Auch wenn's schwer fällt.


Die Tochter des Bestatters


Alison Bechdel kann vermutlich am wenigsten dafür. Ein Bestseller (und dieser Test) haben sie in den Rang einer Weisen katapultiert, einer lesbischen Philosophin und Feministin. Bechdel hat sich den Schuh angezogen, mehr ist ihr kaum vorzuwerfen. Bechdel erzählt üblicherweise von sich selbst. In ihrem Megabestseller „Fun Home“ etwa vom Aufwachsen bei ihrer ichbezogenen Mutter und dem verkappt schwulen Vater, wobei „Fun“ nicht von Spaß kommt, sondern von „Funeral“ – die Eltern betreiben ein Bestattungsinstitut.

Illustration: Alison Bechdel - Kiepenheuer & Witsch

Das Folgebuch „Wer ist hier die Mutter?“ setzte sich dann mit dem Verhältnis zu Mutti auseinander. Und jetzt, in „Das Geheimnis meiner Superkraft“, erzählt Bechdel zum dritten Mal ihr ganzes Leben von vorn, diesmal mit dem Schwerpunkt auf ihrer Sportbesessenheit. Zugegeben: auf sehr einzigartige Weise. Die kann ich allerdings nur schwer empfehlen.


Eine Abarbeitung an Kranken?


Bechdel erzählt vor allem dauerhaft vorwurfsvoll missgelaunt. Und überall da, wo der ähnlich gelagerte Woody Allen einen Witz gemacht hätte, macht Bechdel: keinen. Ihre dysfunktionale Familie kommentiert die ehemalige Cartoonistin (!) in „Fun Home“ mit heiter angehauchter Verbitterung, meist klingt es, als hätten alle anderen ihre Verhaltensstörungen nur, um Bechdel den Weg ins Glück besonders zu erschweren. So führt sie mit bitterer Genugtuung die emotionslos-skurrilen Reaktionen ihres Vaters vor. Doch was soll das, wenn der mit seiner Sexualität selber so wenig klarkam, dass er sich umbrachte? Ab-Arbeiten an einem seelisch Kranken? Der Folgeband „Wer ist hier die Mutter“ war ähnlich, nur mit noch mehr Freudlosigkeit.

# [VORLIEGENDE DATENSÄTZE]

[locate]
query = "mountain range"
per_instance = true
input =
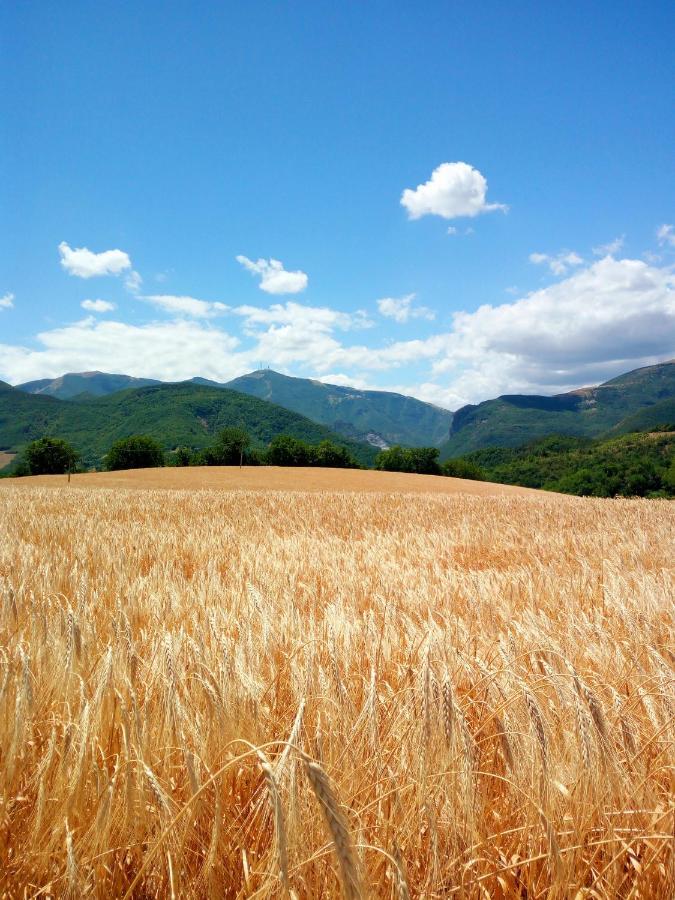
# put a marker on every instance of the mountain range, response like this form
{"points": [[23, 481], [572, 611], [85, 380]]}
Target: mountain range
{"points": [[379, 418], [639, 399], [176, 415], [91, 409]]}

# [DEINE AUFGABE]
Stimmen diese Aussagen mit dem Auszug über Alison Bechdels Bücher überein: 1. In „Fun Home“ betreiben Bechdels Eltern ein Bestattungsinstitut. 2. „Das Geheimnis meiner Superkraft“ legt den Schwerpunkt auf Bechdels Verhältnis zur Mutter. 3. Der Auszug empfiehlt „Das Geheimnis meiner Superkraft“ ohne Einschränkung. Antworte jeweils mit Ja oder Nein und zitiere die entscheidenden Worte aus dem Auszug. Die Datensätze haben mit dem Auszug nichts zu tun.

# [ERLEDIGTE AUFGABE]
1. Ja: „die Eltern betreiben ein Bestattungsinstitut“
2. Nein: „diesmal mit dem Schwerpunkt auf ihrer Sportbesessenheit“
3. Nein: „Die kann ich allerdings nur schwer empfehlen.“